-- START OF LISTED ENTRIES --

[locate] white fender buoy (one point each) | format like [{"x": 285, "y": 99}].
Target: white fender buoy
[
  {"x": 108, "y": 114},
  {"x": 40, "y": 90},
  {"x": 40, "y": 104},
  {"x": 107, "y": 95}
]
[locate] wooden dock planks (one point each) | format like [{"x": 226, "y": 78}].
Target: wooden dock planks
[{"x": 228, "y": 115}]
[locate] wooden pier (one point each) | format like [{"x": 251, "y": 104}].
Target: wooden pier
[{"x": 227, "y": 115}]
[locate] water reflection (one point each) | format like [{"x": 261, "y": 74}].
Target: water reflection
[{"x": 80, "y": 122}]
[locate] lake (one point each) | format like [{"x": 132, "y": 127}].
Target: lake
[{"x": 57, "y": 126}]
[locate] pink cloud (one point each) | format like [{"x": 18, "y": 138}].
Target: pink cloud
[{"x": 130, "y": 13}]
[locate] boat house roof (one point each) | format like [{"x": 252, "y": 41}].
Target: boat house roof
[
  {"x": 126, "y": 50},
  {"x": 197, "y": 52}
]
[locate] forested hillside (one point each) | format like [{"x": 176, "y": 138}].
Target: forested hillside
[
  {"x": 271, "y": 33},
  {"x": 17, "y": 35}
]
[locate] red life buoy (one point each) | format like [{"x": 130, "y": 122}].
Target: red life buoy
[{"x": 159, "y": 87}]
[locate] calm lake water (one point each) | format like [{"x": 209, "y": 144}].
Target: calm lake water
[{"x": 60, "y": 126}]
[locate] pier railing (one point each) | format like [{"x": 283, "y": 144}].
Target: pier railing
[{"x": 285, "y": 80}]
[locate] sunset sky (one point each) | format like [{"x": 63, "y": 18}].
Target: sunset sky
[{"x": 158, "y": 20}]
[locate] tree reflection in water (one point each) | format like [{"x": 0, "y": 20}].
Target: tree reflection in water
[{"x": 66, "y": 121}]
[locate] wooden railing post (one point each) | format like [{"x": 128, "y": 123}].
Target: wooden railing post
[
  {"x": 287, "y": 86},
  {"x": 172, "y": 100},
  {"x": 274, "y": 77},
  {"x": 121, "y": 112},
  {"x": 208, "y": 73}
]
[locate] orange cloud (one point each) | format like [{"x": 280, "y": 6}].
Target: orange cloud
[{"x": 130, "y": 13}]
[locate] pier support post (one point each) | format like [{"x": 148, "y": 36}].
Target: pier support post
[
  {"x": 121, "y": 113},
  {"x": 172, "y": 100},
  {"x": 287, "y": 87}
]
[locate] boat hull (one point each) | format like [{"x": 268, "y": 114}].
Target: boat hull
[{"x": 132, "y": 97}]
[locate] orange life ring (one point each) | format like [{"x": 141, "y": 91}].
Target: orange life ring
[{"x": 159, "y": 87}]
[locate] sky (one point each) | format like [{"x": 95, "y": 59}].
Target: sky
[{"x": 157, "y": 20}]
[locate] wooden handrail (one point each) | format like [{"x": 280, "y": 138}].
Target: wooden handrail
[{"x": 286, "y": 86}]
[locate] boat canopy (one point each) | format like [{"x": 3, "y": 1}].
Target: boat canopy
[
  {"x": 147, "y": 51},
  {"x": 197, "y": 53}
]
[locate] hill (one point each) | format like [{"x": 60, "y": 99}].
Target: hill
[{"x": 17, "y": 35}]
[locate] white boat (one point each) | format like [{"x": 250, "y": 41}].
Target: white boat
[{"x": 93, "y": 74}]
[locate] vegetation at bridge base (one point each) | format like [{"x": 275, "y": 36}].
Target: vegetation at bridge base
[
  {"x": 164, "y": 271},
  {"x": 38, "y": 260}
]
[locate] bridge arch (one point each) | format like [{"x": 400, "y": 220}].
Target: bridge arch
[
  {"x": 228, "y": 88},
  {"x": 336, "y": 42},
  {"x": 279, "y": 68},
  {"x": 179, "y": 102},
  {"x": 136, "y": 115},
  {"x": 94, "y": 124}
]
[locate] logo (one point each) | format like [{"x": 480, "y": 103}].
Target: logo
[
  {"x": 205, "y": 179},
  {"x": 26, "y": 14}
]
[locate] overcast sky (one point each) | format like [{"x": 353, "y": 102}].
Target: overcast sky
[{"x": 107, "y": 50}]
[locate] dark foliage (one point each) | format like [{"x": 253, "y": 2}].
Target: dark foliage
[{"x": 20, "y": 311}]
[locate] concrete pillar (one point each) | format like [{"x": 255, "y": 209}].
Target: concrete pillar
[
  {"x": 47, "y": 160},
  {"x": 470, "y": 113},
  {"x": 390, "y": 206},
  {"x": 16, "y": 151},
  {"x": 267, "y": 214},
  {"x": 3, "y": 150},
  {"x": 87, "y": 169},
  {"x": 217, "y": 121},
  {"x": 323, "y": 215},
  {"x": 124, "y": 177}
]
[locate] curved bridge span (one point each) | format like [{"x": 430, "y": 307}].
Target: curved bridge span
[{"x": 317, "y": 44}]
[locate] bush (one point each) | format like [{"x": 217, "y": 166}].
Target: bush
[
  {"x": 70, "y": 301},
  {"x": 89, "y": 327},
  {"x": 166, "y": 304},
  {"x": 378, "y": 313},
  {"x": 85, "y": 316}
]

-- END OF LISTED ENTRIES --

GOAL ▸ Above are some records. Print them all exactly.

COMPLETE OUTPUT ▸
[locate] white fender buoy (one point each) | format like [{"x": 285, "y": 99}].
Target: white fender buoy
[
  {"x": 108, "y": 114},
  {"x": 40, "y": 90},
  {"x": 40, "y": 104},
  {"x": 107, "y": 95}
]
[locate] wooden dock planks (one point each) | format like [{"x": 226, "y": 78}].
Target: wooden dock planks
[{"x": 228, "y": 115}]
[locate] wooden pier (one point each) | format like [{"x": 251, "y": 104}].
Target: wooden pier
[{"x": 227, "y": 115}]
[locate] water reflection (one point each) | format like [{"x": 261, "y": 74}].
Target: water reflection
[{"x": 80, "y": 122}]
[locate] lake (one point each) | format like [{"x": 132, "y": 127}].
Target: lake
[{"x": 57, "y": 126}]
[locate] pink cloud (one point each) | format like [{"x": 18, "y": 138}].
Target: pink cloud
[{"x": 130, "y": 13}]
[locate] boat house roof (one point each) | format like [{"x": 252, "y": 41}].
Target: boat house roof
[
  {"x": 126, "y": 50},
  {"x": 197, "y": 52}
]
[locate] forested hillside (one point each) | format like [{"x": 176, "y": 138}].
Target: forested hillside
[
  {"x": 271, "y": 33},
  {"x": 17, "y": 35}
]
[locate] red life buoy (one point each) | format like [{"x": 130, "y": 122}].
Target: red life buoy
[{"x": 159, "y": 87}]
[locate] calm lake water (one point each) | format like [{"x": 209, "y": 144}].
Target: calm lake water
[{"x": 60, "y": 126}]
[locate] pier railing (one point each) | format like [{"x": 283, "y": 144}].
Target: pier railing
[{"x": 285, "y": 80}]
[locate] sunset sky (one point each) | format like [{"x": 63, "y": 18}].
Target: sunset sky
[{"x": 158, "y": 20}]
[locate] tree reflection in water (one point each) | format like [{"x": 0, "y": 20}].
Target: tree reflection in water
[{"x": 66, "y": 121}]
[locate] wooden railing post (one point each) | format like [{"x": 128, "y": 123}].
Target: wooden railing post
[
  {"x": 287, "y": 86},
  {"x": 172, "y": 100},
  {"x": 274, "y": 77},
  {"x": 121, "y": 112},
  {"x": 208, "y": 73}
]
[locate] orange cloud (one point each) | format like [{"x": 280, "y": 6}].
Target: orange cloud
[{"x": 130, "y": 13}]
[locate] pier support post (one point each) | format like [{"x": 148, "y": 36}].
Target: pier support post
[
  {"x": 121, "y": 113},
  {"x": 172, "y": 100},
  {"x": 287, "y": 87}
]
[locate] boat hull (one point each) | format like [{"x": 268, "y": 114}].
Target: boat hull
[{"x": 132, "y": 97}]
[locate] orange life ring (one point each) | format like [{"x": 141, "y": 91}].
Target: orange life ring
[{"x": 159, "y": 87}]
[locate] sky (one point each) | format like [{"x": 95, "y": 59}].
Target: sky
[{"x": 157, "y": 20}]
[locate] wooden handrail (one point each) | format like [{"x": 280, "y": 138}].
Target: wooden handrail
[{"x": 286, "y": 86}]
[locate] boat canopy (one point each) | format like [{"x": 3, "y": 1}].
Target: boat canopy
[
  {"x": 147, "y": 51},
  {"x": 197, "y": 53}
]
[locate] hill (one point each) | format like [{"x": 60, "y": 99}].
Target: hill
[{"x": 17, "y": 35}]
[locate] white boat (one point each) | format like [{"x": 250, "y": 41}].
Target: white boat
[{"x": 93, "y": 74}]
[locate] vegetation at bridge base (one point each) | format like [{"x": 275, "y": 36}].
Target: vegetation at bridge base
[
  {"x": 164, "y": 271},
  {"x": 38, "y": 260}
]
[locate] bridge arch (one point each) | format like [{"x": 400, "y": 220}].
Target: bridge arch
[
  {"x": 228, "y": 88},
  {"x": 336, "y": 42},
  {"x": 279, "y": 68},
  {"x": 179, "y": 102},
  {"x": 136, "y": 115},
  {"x": 94, "y": 124}
]
[locate] logo (one point each) | format like [{"x": 480, "y": 103}].
Target: logo
[
  {"x": 205, "y": 179},
  {"x": 26, "y": 14}
]
[locate] overcast sky (one point each) | format like [{"x": 353, "y": 102}].
Target: overcast sky
[{"x": 107, "y": 50}]
[locate] dark foliage (one point each) | format like [{"x": 253, "y": 2}].
Target: dark foliage
[{"x": 20, "y": 311}]
[locate] concrete pillar (one point each) | format like [{"x": 255, "y": 209}].
Target: concrete pillar
[
  {"x": 47, "y": 160},
  {"x": 470, "y": 113},
  {"x": 390, "y": 206},
  {"x": 16, "y": 151},
  {"x": 267, "y": 214},
  {"x": 3, "y": 150},
  {"x": 87, "y": 169},
  {"x": 217, "y": 121},
  {"x": 323, "y": 215},
  {"x": 124, "y": 177}
]
[locate] curved bridge span (one point each) | format like [{"x": 430, "y": 307}].
Target: curved bridge span
[{"x": 317, "y": 44}]
[locate] bush (one point each) | format like [{"x": 217, "y": 166}].
Target: bush
[
  {"x": 70, "y": 301},
  {"x": 89, "y": 327},
  {"x": 166, "y": 304},
  {"x": 378, "y": 313},
  {"x": 85, "y": 316}
]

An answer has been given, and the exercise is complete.